▸ PROBLEMS TO WORK ON
1. Reproduce, word for word, the stretch of the passage on hearing that begins with the words "Hearing Different Pitches" and ends with "the intermediate range.".
2. Pick up the passage on hearing after its last sentence and carry it forward.

Perceiving Loudness, Pitch, and Location

Responding to Loud and Soft Sounds

How do we detect loudness? If you guessed that it’s related to the intensity of a hair cell’s response, you’d be wrong. Rather, a soft, pure tone activates only the few hair cells attuned to its frequency. Given louder sounds, neighboring hair cells also respond. Thus, your brain interprets loudness from the number of activated hair cells.

Diagram of a cochlear implant.

Hardware for hearing Cochlear implants work by translating sounds into electrical signals that are transmitted to the cochlea and, via the auditory nerve, relayed to the brain.

If a hair cell loses sensitivity to soft sounds, it may still respond to loud sounds. This helps explain another surprise: Really loud sounds may seem loud to people with or without normal hearing. As a person with hearing loss, I [DM] used to wonder what really loud music must sound like to people with normal hearing. Now I realize it sounds much the same; where we differ is in our perception of soft sounds. This is why we hard-of-hearing people do not want all sounds (loud and soft) amplified. We like sound compressed, which means harder-to-hear sounds are amplified more than loud sounds (a feature of today’s digital hearing aids).

Hearing Different Pitches

Flip It Video: Theories of Hearing

How do we know whether a sound is the high-frequency, high-pitched chirp of a bird or the low-frequency, low-pitched roar of a truck? Current thinking on how we discriminate pitch combines two theories.

So, place theory and frequency theory work together to enable our perception of pitch. Place theory best explains how we sense high pitches. Frequency theory, extended by the volley principle, also explains how we sense low pitches. Finally, some combination of place and frequency theories likely explains how we sense pitches in the intermediate range.

▸ DATA FOR ANALYSIS
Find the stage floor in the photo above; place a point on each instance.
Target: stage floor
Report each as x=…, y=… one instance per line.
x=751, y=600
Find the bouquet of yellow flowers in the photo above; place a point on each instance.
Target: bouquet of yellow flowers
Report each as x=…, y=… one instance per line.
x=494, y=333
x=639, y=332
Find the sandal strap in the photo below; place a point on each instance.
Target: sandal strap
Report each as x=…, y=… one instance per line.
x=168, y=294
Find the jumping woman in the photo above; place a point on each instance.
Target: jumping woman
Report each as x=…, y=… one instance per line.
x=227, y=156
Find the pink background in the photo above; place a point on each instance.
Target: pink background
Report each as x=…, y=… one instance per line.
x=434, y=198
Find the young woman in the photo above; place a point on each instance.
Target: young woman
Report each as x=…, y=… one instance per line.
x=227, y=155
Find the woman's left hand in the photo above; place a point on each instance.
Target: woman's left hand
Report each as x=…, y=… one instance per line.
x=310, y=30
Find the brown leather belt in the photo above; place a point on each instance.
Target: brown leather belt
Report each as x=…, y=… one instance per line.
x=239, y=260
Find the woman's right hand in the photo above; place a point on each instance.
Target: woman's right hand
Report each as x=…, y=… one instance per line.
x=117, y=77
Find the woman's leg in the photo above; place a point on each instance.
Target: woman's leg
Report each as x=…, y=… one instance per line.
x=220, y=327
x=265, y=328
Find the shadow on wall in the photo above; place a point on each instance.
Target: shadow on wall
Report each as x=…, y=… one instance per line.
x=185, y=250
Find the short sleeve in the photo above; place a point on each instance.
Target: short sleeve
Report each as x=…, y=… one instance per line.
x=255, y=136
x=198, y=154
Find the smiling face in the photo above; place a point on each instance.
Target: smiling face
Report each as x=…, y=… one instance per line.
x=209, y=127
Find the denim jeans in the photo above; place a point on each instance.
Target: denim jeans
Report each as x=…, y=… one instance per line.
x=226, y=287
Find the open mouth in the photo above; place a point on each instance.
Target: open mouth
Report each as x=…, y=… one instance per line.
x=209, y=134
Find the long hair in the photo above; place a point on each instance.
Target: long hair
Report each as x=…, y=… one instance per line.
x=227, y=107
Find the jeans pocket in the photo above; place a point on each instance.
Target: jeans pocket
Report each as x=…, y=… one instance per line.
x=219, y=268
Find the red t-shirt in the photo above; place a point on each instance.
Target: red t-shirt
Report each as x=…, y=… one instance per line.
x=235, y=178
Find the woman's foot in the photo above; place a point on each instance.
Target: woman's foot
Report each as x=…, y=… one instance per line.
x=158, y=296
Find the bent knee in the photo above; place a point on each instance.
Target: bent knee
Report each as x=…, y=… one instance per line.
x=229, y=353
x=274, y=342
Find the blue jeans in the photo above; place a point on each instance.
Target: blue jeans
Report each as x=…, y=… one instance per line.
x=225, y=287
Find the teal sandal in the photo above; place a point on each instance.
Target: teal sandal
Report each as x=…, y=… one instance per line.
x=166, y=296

▸ ANSWERS GIVEN
1.
Hearing Different Pitches

Flip It Video: Theories of Hearing

How do we know whether a sound is the high-frequency, high-pitched chirp of a bird or the low-frequency, low-pitched roar of a truck? Current thinking on how we discriminate pitch combines two theories.

So, place theory and frequency theory work together to enable our perception of pitch. Place theory best explains how we sense high pitches. Frequency theory, extended by the volley principle, also explains how we sense low pitches. Finally, some combination of place and frequency theories likely explains how we sense pitches in the intermediate range.

2.
Locating Sounds

Why don’t we have one big ear—perhaps above our one nose? “All the better to hear you with,” as the wolf said to Little Red Riding Hood. Thanks to the placement of our two ears, we enjoy stereophonic (“three-dimensional”) hearing. Two ears are better than one for at least two reasons (Figure 20.4). If a car to your right honks, your right ear will receive a more intense sound, and it will receive the sound slightly sooner than your left ear.

Diagram illustrating how we locate sounds.

Figure 20.4 How we locate sounds

Sound waves strike one ear sooner and more intensely than the other. From this information, our nimble brain can compute the sound’s location. As you might therefore expect, people who lose all hearing in one ear often have difficulty locating sounds.

Because sound travels 761 miles per hour and human ears are but 6 inches apart, the intensity difference and the time lag are extremely small. A just noticeable difference in the direction of two sound sources corresponds to a time difference of just 0.000027 second! Lucky for us, our supersensitive auditory system can detect such minute differences—and locate the sound (Brown & Deffenbacher, 1979; Middlebrooks & Green, 1991).